*Short task*
Beginning with the line that contains "Question. Indicate one point for each instance of the hat", extract each line through the end of the listing below, with no additions or omissions.

*Records to use*
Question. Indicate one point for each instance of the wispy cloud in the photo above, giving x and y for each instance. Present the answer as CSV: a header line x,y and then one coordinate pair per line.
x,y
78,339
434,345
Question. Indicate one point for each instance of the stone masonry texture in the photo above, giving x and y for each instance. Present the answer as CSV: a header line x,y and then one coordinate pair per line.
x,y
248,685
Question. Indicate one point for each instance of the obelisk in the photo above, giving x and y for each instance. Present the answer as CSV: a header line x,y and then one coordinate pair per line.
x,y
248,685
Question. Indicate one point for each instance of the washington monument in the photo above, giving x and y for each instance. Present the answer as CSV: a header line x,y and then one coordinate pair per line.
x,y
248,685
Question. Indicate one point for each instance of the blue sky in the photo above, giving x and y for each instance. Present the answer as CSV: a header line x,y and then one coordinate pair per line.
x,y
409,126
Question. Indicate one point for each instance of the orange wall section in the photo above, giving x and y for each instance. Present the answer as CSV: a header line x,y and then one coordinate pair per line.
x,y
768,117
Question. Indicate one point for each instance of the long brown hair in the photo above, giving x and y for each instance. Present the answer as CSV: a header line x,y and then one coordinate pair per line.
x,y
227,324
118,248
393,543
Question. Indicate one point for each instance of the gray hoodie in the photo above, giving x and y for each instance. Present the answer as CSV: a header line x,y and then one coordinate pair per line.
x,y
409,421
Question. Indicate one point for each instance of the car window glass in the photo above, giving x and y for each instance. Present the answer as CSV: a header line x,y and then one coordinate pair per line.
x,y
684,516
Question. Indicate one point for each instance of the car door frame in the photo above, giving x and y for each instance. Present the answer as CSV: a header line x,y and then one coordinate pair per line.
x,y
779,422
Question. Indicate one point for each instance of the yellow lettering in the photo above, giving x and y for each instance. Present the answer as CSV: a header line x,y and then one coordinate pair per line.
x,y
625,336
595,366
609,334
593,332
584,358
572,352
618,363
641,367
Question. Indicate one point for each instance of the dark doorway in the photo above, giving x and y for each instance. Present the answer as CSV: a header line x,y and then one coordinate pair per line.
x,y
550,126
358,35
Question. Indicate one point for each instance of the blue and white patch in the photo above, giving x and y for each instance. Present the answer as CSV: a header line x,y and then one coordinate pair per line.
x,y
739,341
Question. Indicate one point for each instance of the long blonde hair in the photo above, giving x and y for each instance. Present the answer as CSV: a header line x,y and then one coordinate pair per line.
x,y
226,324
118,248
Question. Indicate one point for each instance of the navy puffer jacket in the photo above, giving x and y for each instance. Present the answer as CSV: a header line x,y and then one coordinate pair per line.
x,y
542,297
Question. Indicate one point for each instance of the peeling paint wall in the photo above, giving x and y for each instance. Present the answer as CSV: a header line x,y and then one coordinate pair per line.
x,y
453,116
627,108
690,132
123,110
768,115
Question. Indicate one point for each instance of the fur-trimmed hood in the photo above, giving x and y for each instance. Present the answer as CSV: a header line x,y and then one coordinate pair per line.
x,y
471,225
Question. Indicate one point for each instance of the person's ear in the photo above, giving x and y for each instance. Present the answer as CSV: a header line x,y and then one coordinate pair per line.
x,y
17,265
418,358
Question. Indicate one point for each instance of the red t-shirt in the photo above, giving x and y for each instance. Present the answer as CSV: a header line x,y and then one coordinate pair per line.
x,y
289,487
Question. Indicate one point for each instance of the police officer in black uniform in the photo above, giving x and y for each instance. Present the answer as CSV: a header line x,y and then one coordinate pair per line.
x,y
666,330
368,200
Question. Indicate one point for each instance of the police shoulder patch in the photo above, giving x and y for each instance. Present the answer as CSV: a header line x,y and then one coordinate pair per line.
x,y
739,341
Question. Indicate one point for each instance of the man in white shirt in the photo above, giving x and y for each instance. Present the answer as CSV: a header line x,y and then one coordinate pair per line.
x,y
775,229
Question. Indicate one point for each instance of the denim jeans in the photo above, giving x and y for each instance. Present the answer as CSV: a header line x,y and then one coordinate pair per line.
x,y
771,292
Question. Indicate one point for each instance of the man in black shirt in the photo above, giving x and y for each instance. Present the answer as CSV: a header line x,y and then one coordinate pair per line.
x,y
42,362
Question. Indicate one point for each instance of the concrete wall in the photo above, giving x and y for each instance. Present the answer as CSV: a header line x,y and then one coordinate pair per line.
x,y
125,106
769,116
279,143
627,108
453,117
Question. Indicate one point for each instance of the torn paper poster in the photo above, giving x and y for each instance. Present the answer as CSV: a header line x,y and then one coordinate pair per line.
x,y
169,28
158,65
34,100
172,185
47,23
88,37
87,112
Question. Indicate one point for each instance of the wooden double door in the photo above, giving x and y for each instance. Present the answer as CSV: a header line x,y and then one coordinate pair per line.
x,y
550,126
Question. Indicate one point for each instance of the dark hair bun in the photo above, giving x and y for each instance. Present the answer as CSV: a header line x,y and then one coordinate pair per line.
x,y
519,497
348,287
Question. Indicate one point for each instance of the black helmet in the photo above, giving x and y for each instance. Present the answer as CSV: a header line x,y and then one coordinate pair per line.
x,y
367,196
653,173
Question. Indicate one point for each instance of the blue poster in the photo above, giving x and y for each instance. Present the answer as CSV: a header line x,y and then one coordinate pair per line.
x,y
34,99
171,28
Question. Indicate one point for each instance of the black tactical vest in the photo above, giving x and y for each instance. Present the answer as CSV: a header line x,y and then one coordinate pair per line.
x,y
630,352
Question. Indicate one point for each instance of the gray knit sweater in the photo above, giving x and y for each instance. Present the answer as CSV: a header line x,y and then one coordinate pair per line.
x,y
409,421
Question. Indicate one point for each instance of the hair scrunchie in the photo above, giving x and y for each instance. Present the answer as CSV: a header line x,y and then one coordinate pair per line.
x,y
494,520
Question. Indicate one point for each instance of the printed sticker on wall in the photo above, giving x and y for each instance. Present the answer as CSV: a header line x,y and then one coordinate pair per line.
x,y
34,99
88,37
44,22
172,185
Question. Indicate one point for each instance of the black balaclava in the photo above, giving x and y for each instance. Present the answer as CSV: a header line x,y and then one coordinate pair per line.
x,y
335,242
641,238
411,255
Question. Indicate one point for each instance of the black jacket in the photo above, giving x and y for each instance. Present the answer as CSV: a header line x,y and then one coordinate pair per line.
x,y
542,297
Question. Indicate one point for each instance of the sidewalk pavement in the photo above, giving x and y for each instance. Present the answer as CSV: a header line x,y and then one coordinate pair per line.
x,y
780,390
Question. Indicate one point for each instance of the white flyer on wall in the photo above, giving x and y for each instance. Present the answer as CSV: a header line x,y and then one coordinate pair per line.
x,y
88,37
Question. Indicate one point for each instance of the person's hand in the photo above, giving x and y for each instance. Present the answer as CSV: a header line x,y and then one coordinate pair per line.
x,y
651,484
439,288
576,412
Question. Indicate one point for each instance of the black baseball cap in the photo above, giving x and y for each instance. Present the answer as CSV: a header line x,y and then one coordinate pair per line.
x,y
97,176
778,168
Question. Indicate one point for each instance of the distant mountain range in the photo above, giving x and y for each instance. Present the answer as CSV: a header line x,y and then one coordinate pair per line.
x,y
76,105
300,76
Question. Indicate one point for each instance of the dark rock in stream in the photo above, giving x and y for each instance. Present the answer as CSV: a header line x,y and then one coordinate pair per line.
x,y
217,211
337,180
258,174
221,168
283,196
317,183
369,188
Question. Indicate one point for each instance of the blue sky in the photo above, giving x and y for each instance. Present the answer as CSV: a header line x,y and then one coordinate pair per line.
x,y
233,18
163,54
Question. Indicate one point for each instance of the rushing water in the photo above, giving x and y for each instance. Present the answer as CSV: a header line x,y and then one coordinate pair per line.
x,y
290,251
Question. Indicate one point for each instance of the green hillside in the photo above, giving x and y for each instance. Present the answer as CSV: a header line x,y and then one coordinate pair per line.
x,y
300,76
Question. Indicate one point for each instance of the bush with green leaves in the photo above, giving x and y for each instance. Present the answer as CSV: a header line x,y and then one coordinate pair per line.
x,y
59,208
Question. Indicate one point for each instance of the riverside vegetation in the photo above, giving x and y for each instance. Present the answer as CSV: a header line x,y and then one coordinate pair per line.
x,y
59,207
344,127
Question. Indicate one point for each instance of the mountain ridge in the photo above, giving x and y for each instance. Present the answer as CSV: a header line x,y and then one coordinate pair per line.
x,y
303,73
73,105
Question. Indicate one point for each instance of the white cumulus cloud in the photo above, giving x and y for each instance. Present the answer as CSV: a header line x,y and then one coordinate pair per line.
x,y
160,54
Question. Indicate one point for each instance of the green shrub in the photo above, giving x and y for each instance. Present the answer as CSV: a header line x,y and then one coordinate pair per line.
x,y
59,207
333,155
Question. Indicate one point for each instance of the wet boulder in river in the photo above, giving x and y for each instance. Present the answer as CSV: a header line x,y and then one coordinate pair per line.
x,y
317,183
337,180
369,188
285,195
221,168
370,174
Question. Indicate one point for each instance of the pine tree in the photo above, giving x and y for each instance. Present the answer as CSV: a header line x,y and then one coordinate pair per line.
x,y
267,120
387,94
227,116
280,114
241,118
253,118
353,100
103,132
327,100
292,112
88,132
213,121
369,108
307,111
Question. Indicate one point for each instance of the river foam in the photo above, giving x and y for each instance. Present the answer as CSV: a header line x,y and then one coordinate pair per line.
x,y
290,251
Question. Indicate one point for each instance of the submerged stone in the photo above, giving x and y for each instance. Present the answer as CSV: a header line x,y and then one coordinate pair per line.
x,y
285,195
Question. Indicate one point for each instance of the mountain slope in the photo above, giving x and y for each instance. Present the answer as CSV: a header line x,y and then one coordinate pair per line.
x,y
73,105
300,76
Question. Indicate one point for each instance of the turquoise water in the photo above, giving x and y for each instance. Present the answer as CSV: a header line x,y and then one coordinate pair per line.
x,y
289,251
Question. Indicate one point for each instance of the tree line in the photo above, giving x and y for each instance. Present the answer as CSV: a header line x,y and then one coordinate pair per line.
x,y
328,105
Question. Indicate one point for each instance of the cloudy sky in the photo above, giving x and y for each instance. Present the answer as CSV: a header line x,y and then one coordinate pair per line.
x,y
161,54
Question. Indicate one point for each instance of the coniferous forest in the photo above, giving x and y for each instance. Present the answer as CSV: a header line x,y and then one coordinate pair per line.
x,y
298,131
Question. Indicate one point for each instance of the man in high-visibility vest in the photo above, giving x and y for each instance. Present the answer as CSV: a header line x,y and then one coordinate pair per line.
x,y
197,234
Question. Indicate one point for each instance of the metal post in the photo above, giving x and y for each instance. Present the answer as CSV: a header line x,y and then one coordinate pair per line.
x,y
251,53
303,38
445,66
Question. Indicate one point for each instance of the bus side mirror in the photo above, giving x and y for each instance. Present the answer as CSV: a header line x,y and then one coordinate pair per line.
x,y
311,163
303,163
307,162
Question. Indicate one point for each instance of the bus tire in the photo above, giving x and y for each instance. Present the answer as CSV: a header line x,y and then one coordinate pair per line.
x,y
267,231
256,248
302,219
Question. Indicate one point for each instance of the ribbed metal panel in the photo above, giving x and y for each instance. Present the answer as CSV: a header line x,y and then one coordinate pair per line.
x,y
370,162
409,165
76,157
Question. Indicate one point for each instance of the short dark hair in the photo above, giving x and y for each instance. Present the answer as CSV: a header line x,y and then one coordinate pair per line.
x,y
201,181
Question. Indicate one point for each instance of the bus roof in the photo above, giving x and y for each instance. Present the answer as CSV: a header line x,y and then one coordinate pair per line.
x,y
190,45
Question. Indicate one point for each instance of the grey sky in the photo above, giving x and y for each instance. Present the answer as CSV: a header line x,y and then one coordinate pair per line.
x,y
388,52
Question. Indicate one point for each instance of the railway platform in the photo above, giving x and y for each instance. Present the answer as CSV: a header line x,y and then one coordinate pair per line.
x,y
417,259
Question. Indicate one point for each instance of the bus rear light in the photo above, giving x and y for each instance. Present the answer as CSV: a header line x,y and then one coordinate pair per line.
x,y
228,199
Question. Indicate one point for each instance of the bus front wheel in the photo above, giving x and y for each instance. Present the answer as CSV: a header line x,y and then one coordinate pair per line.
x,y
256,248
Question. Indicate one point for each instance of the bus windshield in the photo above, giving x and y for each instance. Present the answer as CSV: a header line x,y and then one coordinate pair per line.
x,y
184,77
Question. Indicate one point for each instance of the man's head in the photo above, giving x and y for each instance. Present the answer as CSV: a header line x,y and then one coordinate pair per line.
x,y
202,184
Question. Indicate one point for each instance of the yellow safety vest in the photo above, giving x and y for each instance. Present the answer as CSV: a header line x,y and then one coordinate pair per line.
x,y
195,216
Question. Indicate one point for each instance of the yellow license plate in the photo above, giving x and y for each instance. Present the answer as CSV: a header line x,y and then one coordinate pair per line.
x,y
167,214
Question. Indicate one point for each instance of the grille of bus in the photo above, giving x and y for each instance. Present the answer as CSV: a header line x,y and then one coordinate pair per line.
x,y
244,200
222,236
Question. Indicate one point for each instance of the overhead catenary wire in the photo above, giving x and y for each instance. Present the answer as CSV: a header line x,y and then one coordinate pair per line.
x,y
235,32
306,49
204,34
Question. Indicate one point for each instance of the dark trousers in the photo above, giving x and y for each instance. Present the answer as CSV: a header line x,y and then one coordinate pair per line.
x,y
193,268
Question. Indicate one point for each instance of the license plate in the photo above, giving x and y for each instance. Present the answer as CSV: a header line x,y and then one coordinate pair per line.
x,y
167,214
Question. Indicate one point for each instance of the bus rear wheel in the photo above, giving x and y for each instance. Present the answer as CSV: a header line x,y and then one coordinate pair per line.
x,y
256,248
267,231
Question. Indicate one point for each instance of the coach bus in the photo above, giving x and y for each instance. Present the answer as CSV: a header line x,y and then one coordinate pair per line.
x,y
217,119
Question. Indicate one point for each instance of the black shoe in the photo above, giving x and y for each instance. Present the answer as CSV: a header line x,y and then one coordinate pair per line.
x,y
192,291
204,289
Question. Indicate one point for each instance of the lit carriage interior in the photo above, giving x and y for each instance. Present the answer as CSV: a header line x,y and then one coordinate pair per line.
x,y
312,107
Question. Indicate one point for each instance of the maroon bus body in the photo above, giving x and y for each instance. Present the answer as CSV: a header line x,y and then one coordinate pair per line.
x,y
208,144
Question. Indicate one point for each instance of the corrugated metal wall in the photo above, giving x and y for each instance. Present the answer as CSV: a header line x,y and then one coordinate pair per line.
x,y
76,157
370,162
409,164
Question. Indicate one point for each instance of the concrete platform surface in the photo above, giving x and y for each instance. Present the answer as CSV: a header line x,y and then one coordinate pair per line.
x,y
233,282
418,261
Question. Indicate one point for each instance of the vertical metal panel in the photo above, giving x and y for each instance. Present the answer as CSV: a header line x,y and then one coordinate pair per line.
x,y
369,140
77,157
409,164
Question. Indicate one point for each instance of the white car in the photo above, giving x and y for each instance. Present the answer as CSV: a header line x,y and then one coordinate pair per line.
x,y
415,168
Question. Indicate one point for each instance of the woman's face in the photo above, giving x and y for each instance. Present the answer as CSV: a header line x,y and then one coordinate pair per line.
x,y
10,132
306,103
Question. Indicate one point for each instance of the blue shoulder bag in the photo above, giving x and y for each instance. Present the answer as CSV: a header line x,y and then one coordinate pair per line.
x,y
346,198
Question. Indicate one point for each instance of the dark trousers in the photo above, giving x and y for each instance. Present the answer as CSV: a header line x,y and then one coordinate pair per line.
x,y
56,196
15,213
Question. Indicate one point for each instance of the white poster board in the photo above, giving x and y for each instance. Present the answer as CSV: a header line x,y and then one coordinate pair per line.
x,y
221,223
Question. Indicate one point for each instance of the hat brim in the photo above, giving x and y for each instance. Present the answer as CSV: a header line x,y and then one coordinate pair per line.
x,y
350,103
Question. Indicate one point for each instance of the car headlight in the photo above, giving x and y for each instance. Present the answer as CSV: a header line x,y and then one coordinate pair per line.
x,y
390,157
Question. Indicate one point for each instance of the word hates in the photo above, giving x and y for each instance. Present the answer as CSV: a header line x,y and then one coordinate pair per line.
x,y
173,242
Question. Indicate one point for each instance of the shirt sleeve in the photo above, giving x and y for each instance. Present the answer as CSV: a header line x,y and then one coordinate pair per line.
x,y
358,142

*Solved exercise*
Question. Indicate one point for each instance of the hat brim in the photo above, giving x and y for each instance. Present the answer as CSV: a header line x,y and then one coordinate pair per line.
x,y
350,103
Question. Indicate one point for each instance of the car headlight in the photo above, giving x and y for each instance. Present the answer as CSV: a header line x,y and then one coordinate pair per line.
x,y
390,157
Question. Indicate one point for each instance of the word hates in the photo above, giving x and y for each instance. Present the answer as CSV: a header line x,y and then one coordinate pair per line.
x,y
173,242
Question. Indicate one point for each instance of the shirt sleeve in the photo above, giving x and y for each instance. Present the answer as CSV: a header line x,y and then one coordinate pair per line.
x,y
358,142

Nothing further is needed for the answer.